- _SUPPLIED TEXT_
__________
In an embodiment, the optical sensor element further comprises a photodetector. Therein, the light emitter is further configured to emit the coherent electromagnetic radiation through a further emission surface other than the emission surface, the photodetector is configured to detect the electromagnetic radiation emitted through the further emission surface, and the detection unit, for detecting the degree of the generated SMI, is configured to measure an amount of electromagnetic radiation detected by the photodetector. The photodetector can be engineered such that it is sensitive, e.g. has its peak sensitivity, at a wavelength of the coherent electromagnetic radiation emitted by the light emitter.

Alternatively or in addition to the readout of the electrical property, the optical sensor element can comprise a photodetector for detecting an optical output power of the light emitter. For example, the light emitter is a VCSEL with two-sided emission through a first emission surface and a second emission surface opposite the first emission surface. The transducer is arranged spaced away from the first emission surface, e.g. a top emission surface facing the transducer, of the laser and the photo-sensitive element is arranged at or spaced away from the second emission surface of the laser, e.g. a bottom side of the cavity facing a substrate. Thus, the photodetector can detect the signatures of self-mixing interference due to a modulation of the output optical power through the second emission surface. In other words, the photodetector is arranged on a monitor output of the cavity.
__________
- _WRITTEN TASK A_
In the optical sensor text, where is the photodetector arranged, according to its final sentence?
- _WRITTEN TASK B_
Return the portion of the optical sensor text from "In an embodiment, the" to "by the light emitter.".
- _WRITTEN TASK C_
Write the next part of the optical sensor text, starting after its last sentence.
The entries that follow have no connection to the optical sensor text.

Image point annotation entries
__________
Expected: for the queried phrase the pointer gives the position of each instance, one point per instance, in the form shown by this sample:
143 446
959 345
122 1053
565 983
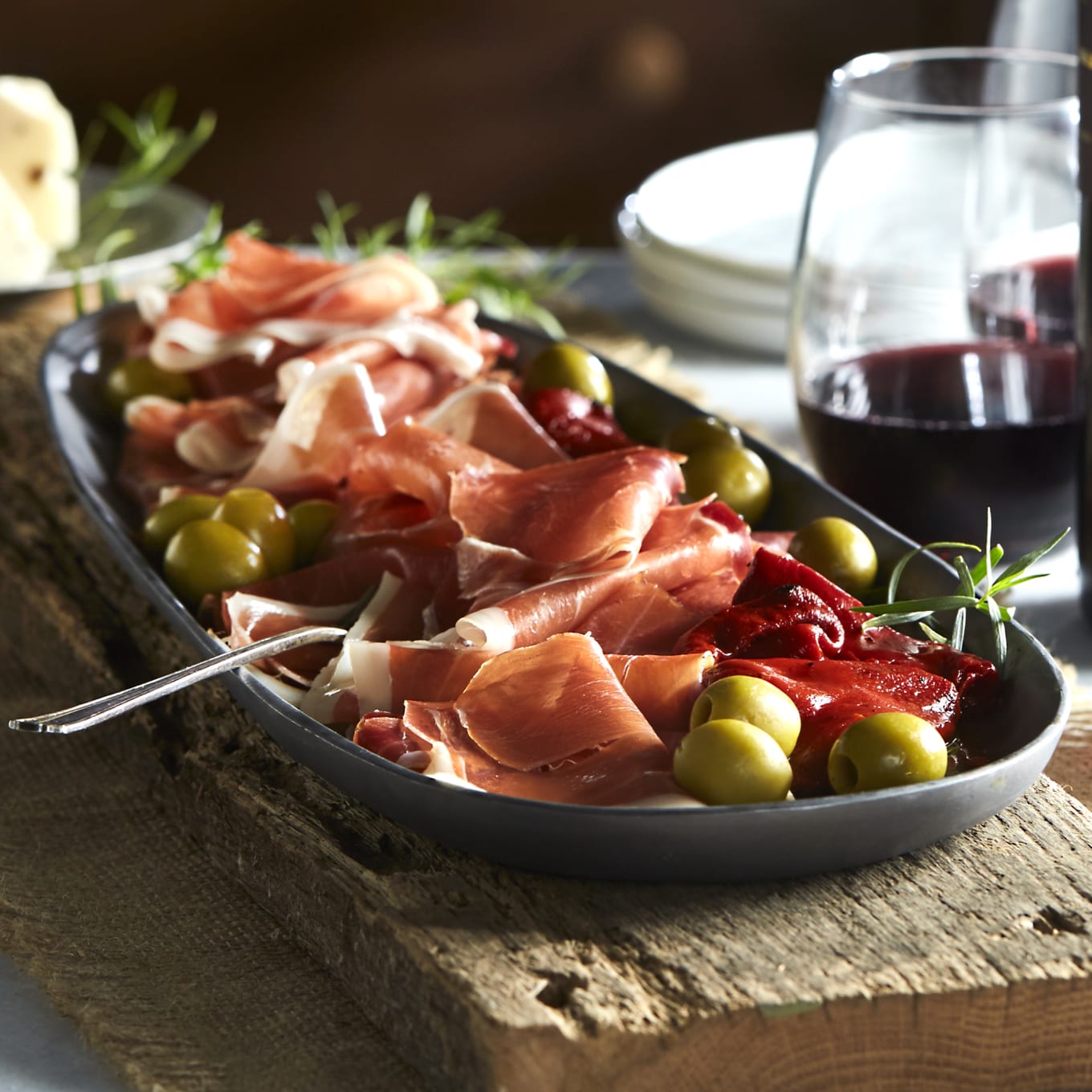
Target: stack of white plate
712 239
__________
- _WRITTEN RESPONSE A_
On a monitor output of the cavity.

- _WRITTEN RESPONSE B_
In an embodiment, the optical sensor element further comprises a photodetector. Therein, the light emitter is further configured to emit the coherent electromagnetic radiation through a further emission surface other than the emission surface, the photodetector is configured to detect the electromagnetic radiation emitted through the further emission surface, and the detection unit, for detecting the degree of the generated SMI, is configured to measure an amount of electromagnetic radiation detected by the photodetector. The photodetector can be engineered such that it is sensitive, e.g. has its peak sensitivity, at a wavelength of the coherent electromagnetic radiation emitted by the light emitter.

- _WRITTEN RESPONSE C_
In an embodiment, the optical sensor element further comprises a lens element arranged distant from the transducer opposite the light emitter and being configured to direct the thermal radiation onto a surface of the transducer. For directing the thermal radiation to the transducer such that optimal absorption is achieved, a lens element can focus the thermal radiation onto the transducer in a similar manner as optical lenses direct visible light onto an image sensor or onto pixels of an image sensor, for instance. The lens element can be formed from germanium (Ge), potassium bromide (KBr), zinc selenide (ZnSe), or sodium chloride (NaCl), for example. The lens element is arranged between a source of thermal radiation and a top surface of the transducer facing away from the light emitter.

In an embodiment, the lens element is a metalens. Metalenses can be formed from a transparent material having nanostructures arranged on at least one side that are configured to focus light in a similar manner compared to conventional lenses. Compared to the latter, metalenses are less bulky as they do not require a curved surface, for instance. Like conventional LWIR lenses, the same material choices can be used for realizing a metalens as the lens element. The metalens can comprise a dielectric material or a semiconductor material such as amorphous silicon, germanium or a metal. The metalens may comprise structures like pillars, slots or holes, or H, U, V, + (plus) or cross-shaped structures.

In an embodiment, the optical sensor element further comprises a filter element arranged distant from the transducer opposite the light emitter and being characterized by a passband comprising a long-wavelength infrared, LWIR, portion of the electromagnetic spectrum. For restricting unwanted radiation from reaching the transducer where it is possibly likewise absorbed, the optical sensor element can further comprise a filter element arranged at a side of the transducer, on which the thermal radiation is incident, in order to block, e.g. reject or absorb, any unwanted light. The filter element can be a directional filter element that also blocks light at LWIR wavelengths that impinge on the filter element at an incident angle larger than a maximal acceptance angle.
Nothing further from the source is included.